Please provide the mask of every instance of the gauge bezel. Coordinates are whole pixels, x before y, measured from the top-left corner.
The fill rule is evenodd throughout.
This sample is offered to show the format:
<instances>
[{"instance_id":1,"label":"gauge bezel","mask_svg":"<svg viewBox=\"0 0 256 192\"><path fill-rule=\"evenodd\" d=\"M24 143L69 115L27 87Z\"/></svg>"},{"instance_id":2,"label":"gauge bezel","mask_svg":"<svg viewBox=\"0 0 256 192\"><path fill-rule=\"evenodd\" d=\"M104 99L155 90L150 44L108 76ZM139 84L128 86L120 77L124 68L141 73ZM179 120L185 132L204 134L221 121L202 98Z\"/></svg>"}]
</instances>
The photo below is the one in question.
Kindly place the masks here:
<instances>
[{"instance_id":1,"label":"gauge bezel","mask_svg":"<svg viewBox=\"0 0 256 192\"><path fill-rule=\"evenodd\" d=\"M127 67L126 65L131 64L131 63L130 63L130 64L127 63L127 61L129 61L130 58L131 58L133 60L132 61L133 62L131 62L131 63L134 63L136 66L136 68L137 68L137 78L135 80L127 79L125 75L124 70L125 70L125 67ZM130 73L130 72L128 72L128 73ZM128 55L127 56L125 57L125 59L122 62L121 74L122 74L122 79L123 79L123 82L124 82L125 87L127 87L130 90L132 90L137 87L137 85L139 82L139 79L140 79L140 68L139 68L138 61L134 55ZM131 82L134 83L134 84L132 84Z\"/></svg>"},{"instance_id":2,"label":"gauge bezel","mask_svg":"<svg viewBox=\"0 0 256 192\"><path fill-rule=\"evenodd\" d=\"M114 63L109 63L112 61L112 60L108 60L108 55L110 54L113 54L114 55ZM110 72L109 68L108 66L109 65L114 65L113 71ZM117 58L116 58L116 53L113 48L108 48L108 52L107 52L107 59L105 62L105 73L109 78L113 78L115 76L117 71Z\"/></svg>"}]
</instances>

*Stated goal:* Reproduce the whole listing above, requests included, shifting every number in the answer masks up by 53.

*Expected answer:*
Please provide the mask of every instance of the gauge bezel. Coordinates are whole pixels, x before y, measured from the top-left corner.
The fill rule is evenodd throughout.
This sample is offered to show the format:
<instances>
[{"instance_id":1,"label":"gauge bezel","mask_svg":"<svg viewBox=\"0 0 256 192\"><path fill-rule=\"evenodd\" d=\"M24 143L69 115L27 87Z\"/></svg>"},{"instance_id":2,"label":"gauge bezel","mask_svg":"<svg viewBox=\"0 0 256 192\"><path fill-rule=\"evenodd\" d=\"M104 99L155 90L150 44L108 76ZM139 84L128 86L120 77L124 68L141 73ZM179 120L185 132L204 134L221 121L202 98Z\"/></svg>"}]
</instances>
The photo below is the one in question.
Kindly place the masks here:
<instances>
[{"instance_id":54,"label":"gauge bezel","mask_svg":"<svg viewBox=\"53 53 309 245\"><path fill-rule=\"evenodd\" d=\"M127 120L126 118L131 117L131 116L130 116L130 117L127 116L127 114L129 114L130 111L131 111L133 113L132 114L133 115L131 115L131 116L134 116L136 119L136 121L137 121L137 131L135 133L127 132L125 128L124 123L125 123L125 120ZM130 126L130 125L128 125L128 126ZM128 108L127 109L125 110L125 112L122 115L121 127L122 127L122 132L123 132L123 135L124 135L125 140L127 140L130 143L132 143L137 140L137 138L139 135L139 132L140 132L140 121L139 121L138 114L134 108ZM131 135L134 136L134 137L132 137Z\"/></svg>"},{"instance_id":55,"label":"gauge bezel","mask_svg":"<svg viewBox=\"53 53 309 245\"><path fill-rule=\"evenodd\" d=\"M114 116L109 116L112 114L112 113L108 113L108 108L110 107L113 107L114 108ZM110 125L109 121L108 119L109 118L114 118L113 124ZM117 111L116 111L116 106L113 101L108 101L108 105L107 105L107 112L105 115L105 126L109 131L113 131L115 129L117 124Z\"/></svg>"}]
</instances>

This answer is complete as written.